• **Written exercise**
Quote all of the data below word for word, and leave out the pictures.

• **Given records**

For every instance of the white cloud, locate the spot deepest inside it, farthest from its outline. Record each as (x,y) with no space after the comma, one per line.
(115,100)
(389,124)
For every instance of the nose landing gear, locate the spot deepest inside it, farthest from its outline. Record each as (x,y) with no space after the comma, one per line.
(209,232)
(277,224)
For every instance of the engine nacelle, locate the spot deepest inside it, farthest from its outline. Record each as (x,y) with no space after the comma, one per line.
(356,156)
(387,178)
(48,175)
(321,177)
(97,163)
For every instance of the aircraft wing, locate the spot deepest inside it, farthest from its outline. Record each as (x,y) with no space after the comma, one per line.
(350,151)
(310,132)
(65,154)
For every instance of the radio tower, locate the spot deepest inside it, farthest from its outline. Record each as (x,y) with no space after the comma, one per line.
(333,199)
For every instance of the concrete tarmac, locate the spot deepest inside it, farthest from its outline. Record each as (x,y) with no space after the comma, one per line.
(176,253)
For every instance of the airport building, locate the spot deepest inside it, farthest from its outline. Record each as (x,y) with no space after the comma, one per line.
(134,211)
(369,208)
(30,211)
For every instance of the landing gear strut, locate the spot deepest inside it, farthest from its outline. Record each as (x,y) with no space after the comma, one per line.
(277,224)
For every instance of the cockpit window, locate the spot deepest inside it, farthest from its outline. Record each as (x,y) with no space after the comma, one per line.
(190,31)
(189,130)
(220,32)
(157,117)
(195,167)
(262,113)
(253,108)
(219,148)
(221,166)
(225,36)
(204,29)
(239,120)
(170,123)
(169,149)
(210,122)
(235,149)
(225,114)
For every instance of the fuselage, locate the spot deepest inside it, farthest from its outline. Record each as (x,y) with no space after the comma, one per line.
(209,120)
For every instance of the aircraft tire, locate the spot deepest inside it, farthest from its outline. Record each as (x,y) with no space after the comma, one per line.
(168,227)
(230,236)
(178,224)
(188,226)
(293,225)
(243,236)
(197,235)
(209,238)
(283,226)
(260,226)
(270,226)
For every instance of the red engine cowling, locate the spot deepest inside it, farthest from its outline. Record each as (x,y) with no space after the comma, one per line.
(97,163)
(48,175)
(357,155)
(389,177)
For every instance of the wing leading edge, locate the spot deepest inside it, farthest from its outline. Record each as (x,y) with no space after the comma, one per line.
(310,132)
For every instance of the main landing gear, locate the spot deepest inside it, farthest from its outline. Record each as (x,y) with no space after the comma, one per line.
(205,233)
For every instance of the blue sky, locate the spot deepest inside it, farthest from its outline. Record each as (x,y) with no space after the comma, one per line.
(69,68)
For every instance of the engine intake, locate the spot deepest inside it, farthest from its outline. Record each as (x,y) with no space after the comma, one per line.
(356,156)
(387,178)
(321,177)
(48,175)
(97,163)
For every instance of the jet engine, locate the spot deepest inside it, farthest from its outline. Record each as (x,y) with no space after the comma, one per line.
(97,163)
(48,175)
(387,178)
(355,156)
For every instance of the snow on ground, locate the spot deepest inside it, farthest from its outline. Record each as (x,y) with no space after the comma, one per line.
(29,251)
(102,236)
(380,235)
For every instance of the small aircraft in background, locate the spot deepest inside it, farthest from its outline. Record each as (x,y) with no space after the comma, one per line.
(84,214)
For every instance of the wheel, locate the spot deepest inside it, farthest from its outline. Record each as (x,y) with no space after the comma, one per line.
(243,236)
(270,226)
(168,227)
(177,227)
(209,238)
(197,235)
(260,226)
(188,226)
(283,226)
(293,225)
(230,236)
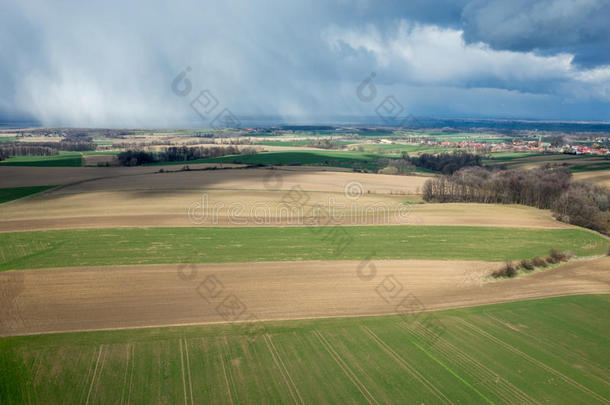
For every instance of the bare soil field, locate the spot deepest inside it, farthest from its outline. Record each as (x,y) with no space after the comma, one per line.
(94,160)
(601,177)
(70,299)
(254,179)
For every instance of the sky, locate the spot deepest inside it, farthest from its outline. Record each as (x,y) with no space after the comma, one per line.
(199,63)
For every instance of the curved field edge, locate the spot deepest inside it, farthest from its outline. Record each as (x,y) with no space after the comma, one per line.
(126,246)
(14,193)
(550,350)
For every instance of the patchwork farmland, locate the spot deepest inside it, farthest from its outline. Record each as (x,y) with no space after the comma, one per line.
(229,282)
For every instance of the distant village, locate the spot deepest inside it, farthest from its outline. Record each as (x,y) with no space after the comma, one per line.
(527,146)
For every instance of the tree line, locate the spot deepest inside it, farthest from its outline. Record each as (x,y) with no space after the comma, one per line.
(179,154)
(446,163)
(548,187)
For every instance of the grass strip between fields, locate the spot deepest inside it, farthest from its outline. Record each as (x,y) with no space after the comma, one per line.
(541,351)
(13,193)
(125,246)
(63,159)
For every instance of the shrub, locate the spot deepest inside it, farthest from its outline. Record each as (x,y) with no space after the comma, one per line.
(527,264)
(539,262)
(557,256)
(507,271)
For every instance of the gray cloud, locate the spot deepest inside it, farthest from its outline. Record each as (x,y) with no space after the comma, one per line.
(579,27)
(112,64)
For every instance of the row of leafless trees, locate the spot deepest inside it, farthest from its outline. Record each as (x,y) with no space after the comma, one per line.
(549,187)
(446,163)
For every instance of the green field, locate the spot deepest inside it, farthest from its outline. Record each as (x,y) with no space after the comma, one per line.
(300,142)
(124,246)
(63,159)
(13,193)
(544,351)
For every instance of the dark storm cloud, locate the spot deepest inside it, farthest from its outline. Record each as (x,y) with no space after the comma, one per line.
(580,27)
(112,63)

• **Full solution**
For every instance of the white cloud, locate the spot deepest inside it, farthest from its outline. Record each as (x,y) with no space after the comma, one per line.
(115,100)
(389,124)
For every instance of the nose landing gear, locate the spot deepest inside it, farthest from its outline. Record each as (x,y) with no space after the comma, one per line.
(209,232)
(277,224)
For every instance of the engine nacelle, locate the spot deepest inside it, farthest from its outline. Record each as (x,y) with no space after the comma, one per line.
(356,156)
(387,178)
(48,175)
(321,177)
(97,163)
For every instance of the aircraft wing, locate the spot deepest inside it, farthest from its outline. Record each as (x,y) with no space after the comma, one per line.
(350,151)
(310,132)
(65,154)
For every instance of the radio tower, locate the spot deepest inside it, farthest from its outline. Record each as (x,y) with no space after the comma, one per line.
(333,199)
For every instance of the concrete tarmac, locate the spot deepest inside it, farthest from its outline. Record each as (x,y) with no space after the comma, one per line.
(176,253)
For every instance of the airport building, locate the spot deepest inside it, farthest from its outline. Record each as (x,y) with no space after the comma, one per line.
(134,211)
(369,208)
(30,211)
For every instance of the landing gear strut, locate the spot deepest inside it, farthest from its outline. Record each as (x,y) with no space after the comma, one per line.
(277,224)
For every instance of the cockpit window, locate the spot deepest inside it, farthest from its outline. Record each as (x,y) with no space after the comma, one per line.
(190,31)
(189,130)
(220,32)
(157,117)
(195,167)
(262,113)
(253,108)
(219,148)
(221,166)
(225,36)
(204,29)
(239,120)
(170,123)
(169,149)
(210,122)
(235,149)
(225,114)
For every instance of the fuselage, locate the spot deepest inside it, farthest from its outline. Record each as (x,y) with no space after the comma, one per line.
(209,120)
For every instance of the aircraft tire, locate the spot deepest inside it, farthest from its outline. Record each as (x,y) with no space after the comma, one per line.
(168,227)
(230,236)
(178,224)
(188,226)
(293,225)
(243,236)
(197,235)
(209,238)
(283,226)
(260,226)
(270,226)
For every instance of the red engine cowling, locate the spot deepest inside it, farthest from its outline. Record each as (x,y) with no space after the comma, one per line.
(97,163)
(48,175)
(357,155)
(389,177)
For every instance of the wing leading edge, locate the spot deepest inside it, farthest from its outline. Record each as (x,y) with no space after the comma, one per line.
(310,132)
For every instance of the main landing gear, locate the spot deepest inside it, farthest from its outline. Record each as (x,y) with no space after the comma, one per line.
(205,233)
For every instance of the blue sky, locate the spot deepest inside it, farthest from its outline. Record each as (x,y) with no space after the comma, one per line.
(69,68)
For every instance of the engine intake, locate the spot deepest inside it, farthest from its outline. Record each as (x,y) with no space after the comma, one per line.
(356,156)
(387,178)
(321,177)
(48,175)
(97,163)
For every instance of the jet engine, locate the spot deepest inside it, farthest from its outline. Record each as (x,y) with no space after the comma, one per line.
(97,163)
(48,175)
(387,178)
(355,156)
For every instance of the snow on ground, locate the spot deepest inside it, farthest from its outline. Record each as (x,y) with no space after the comma, one per line.
(29,251)
(102,236)
(380,235)
For every instance of the small aircraft in background, locate the spot deepest inside it, farthest from its outline. Record each as (x,y) with no space after the comma, one per line.
(84,214)
For every instance of the wheel, locate the spot deepest inside it, farthest from its outline. Record each as (x,y) with no space after the comma, one per line.
(243,236)
(270,226)
(168,227)
(177,227)
(209,238)
(197,235)
(260,226)
(188,226)
(283,226)
(293,225)
(230,236)
For every instance of the bare soil field, locate the spot deepest inside it, farthest from its outline. Record each as (x,y) with no space after the comma, one per line.
(94,160)
(601,177)
(70,299)
(254,179)
For every instance of the sky, locate the spot deepest inside it, farthest from its outline. Record each as (x,y) with no space after the comma, one per line.
(199,63)
For every instance of the curved field edge, locate the spot deepest inside it, farthest from its outline. Record each as (x,y) with no space after the comma, one per line.
(126,246)
(14,193)
(550,350)
For every instance of the patchwork farmland, locate the spot deepest inside it, farthest from its outline. Record each as (x,y) with no space after the comma, one per line.
(229,282)
For every instance of the distant village, locate the spot deepest inside it, farthest from its outline. Record each as (x,y) with no space after the comma, one per line.
(527,146)
For every instance of the tree line, locate the spot deepest inside it, farthest from its outline. Record each as (x,y) with no space after the comma, one per line.
(179,154)
(446,163)
(548,187)
For every instance of the grass strip between fields, locate the spot deepest inside it, farthest from its outline. Record each as (x,y) with no space after the comma, one per line.
(541,351)
(13,193)
(125,246)
(63,159)
For every instance of the shrub, locate the spot deepest inside it, farthest from its outline. Record each as (x,y) with no space after the comma, one per line.
(527,264)
(539,262)
(557,256)
(507,271)
For every instance of the gray cloud, locate the spot deepest inside it, farthest from its outline. Record each as (x,y) with no space after the comma, one per line.
(579,27)
(112,64)
For every instance of the row of leafless trees, locate the spot deepest inside it, farthest from its outline. Record each as (x,y) with no space after the comma, one per line.
(549,187)
(446,163)
For every instance of the green field, locate the spot deepest inside it, farthest from its outline. Record each as (x,y) with no space after the comma, one per line.
(300,142)
(124,246)
(63,159)
(13,193)
(544,351)
For every instance of the dark storm cloud, locate the spot deepest inside it, farthest from its outline. Record each as (x,y) with no space after the comma, one per line.
(580,27)
(112,63)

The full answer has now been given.